DOMANDE DI STUDIO
(1) Elenca tutti i nomi propri di persona presenti nel testo su Ettore e Achille.
(2) Nel testo su Ettore e Achille, con chi parlava chi risponde alla prima domanda quando si è imbattuto nella figura di Ettore?
(3) Ricopia dal testo su Ettore e Achille il passo che comincia con le parole "Matteo Carnieletto è" e termina dopo le parole "scrivere questo libro?".

──────── BLOCCO DI TESTO ────────

Ettore e Achille, due figure maschili diverse per scelta e portamento che affrontano il destino che li lega diventando due simboli ancor oggi attuali e suoi quali riflettere.

Matteo Carnieletto è un autore prolifico e accattivante, che riesce ad affidare alla penna pensieri intimi in un modo che io non saprei affrontare. È per questo motivo che gli ho chiesto di parlarci una volta di più di Ettore e Achille.

1) Perché ha sentito il bisogno di scrivere questo libro?

R) Perché, a un certo punto della mia vita, mi sono chiesto: ma io chi sono? Anzi: chi voglio essere? Mi sono guardato dentro di me e ho visto che c'era ancora da migliorare. Mi sono guardato attorno per cercare esempi ma ho notato che non ce n'erano. E così mi sono messo alla ricerca di Ettore, appunto. Parlando con la psicologa che mi seguiva, che rappresenta davvero una mosca bianca in quel mondo, ci siamo imbattuti in questa figura eroica e, insieme, abbiamo deciso di approfondirla...

──────── ESTRATTI DEL DATASET ────────

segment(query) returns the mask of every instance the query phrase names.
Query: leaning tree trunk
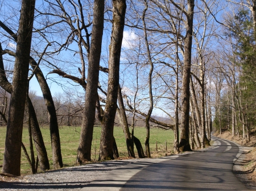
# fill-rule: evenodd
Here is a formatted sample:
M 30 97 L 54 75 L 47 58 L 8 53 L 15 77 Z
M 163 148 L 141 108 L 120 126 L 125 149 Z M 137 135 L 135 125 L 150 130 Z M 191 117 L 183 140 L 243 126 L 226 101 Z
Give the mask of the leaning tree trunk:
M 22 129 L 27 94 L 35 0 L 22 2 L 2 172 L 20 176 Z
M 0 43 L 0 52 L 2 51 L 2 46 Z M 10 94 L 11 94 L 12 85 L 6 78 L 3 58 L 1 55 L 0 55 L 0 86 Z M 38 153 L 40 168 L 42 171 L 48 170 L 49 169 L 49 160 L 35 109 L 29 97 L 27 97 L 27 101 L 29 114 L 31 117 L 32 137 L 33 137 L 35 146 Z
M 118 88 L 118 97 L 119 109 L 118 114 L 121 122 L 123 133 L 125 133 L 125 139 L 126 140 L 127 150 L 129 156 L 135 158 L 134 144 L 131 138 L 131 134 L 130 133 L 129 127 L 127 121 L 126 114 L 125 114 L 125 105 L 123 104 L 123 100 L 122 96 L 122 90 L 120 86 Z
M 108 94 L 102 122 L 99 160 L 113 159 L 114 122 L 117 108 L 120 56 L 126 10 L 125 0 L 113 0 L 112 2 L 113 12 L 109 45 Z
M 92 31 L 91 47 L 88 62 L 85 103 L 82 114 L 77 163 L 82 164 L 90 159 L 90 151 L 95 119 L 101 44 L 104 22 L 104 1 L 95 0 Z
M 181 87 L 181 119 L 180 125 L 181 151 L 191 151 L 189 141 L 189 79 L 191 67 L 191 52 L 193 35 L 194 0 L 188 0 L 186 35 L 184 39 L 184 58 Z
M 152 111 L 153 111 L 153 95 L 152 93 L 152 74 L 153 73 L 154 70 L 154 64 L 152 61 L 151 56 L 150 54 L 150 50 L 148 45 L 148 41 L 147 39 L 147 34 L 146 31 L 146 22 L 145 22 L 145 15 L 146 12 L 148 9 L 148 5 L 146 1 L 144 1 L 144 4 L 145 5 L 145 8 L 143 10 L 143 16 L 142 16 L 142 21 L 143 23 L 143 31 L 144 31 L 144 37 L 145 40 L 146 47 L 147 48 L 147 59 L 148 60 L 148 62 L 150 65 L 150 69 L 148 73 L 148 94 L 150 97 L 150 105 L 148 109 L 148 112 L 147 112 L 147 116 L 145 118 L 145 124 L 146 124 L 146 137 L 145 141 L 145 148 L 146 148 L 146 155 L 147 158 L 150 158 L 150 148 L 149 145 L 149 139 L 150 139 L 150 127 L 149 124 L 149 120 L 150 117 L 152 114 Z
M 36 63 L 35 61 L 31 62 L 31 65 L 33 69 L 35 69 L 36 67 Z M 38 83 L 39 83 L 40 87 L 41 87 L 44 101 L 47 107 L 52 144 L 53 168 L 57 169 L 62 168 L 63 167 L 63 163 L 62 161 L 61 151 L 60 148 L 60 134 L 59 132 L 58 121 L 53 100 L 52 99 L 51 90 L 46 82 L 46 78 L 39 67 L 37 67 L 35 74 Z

────────
──────── ESTRATTI DEL DATASET ────────

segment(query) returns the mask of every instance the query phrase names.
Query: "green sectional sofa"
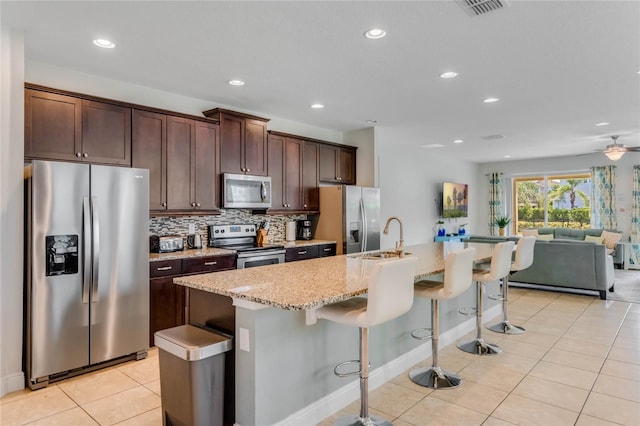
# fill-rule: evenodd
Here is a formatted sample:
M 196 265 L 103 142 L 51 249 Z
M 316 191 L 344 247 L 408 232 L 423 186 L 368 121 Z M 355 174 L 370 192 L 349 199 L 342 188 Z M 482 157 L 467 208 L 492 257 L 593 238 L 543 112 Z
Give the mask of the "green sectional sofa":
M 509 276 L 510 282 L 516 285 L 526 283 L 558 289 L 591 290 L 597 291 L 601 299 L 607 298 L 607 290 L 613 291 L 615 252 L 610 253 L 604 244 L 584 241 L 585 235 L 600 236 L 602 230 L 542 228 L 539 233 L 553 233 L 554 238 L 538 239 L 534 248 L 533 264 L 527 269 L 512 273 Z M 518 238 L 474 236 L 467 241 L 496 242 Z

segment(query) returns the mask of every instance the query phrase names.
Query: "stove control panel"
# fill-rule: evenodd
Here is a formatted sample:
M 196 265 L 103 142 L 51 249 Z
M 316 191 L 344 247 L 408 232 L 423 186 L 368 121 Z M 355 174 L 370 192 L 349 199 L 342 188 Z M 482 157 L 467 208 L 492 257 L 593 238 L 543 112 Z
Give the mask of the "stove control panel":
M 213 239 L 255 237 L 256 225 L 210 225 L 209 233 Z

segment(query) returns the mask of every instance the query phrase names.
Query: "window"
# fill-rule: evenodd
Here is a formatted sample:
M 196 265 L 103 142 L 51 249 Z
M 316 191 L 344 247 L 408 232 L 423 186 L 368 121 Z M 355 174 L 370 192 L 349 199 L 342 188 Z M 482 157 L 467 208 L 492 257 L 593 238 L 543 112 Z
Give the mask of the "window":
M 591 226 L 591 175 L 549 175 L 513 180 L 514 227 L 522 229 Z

────────

RISPOSTE AI COMPITI
(1) Ettore, Achille, Matteo Carnieletto

(2) Con la psicologa che lo seguiva.

(3)
Matteo Carnieletto è un autore prolifico e accattivante, che riesce ad affidare alla penna pensieri intimi in un modo che io non saprei affrontare. È per questo motivo che gli ho chiesto di parlarci una volta di più di Ettore e Achille.

1) Perché ha sentito il bisogno di scrivere questo libro?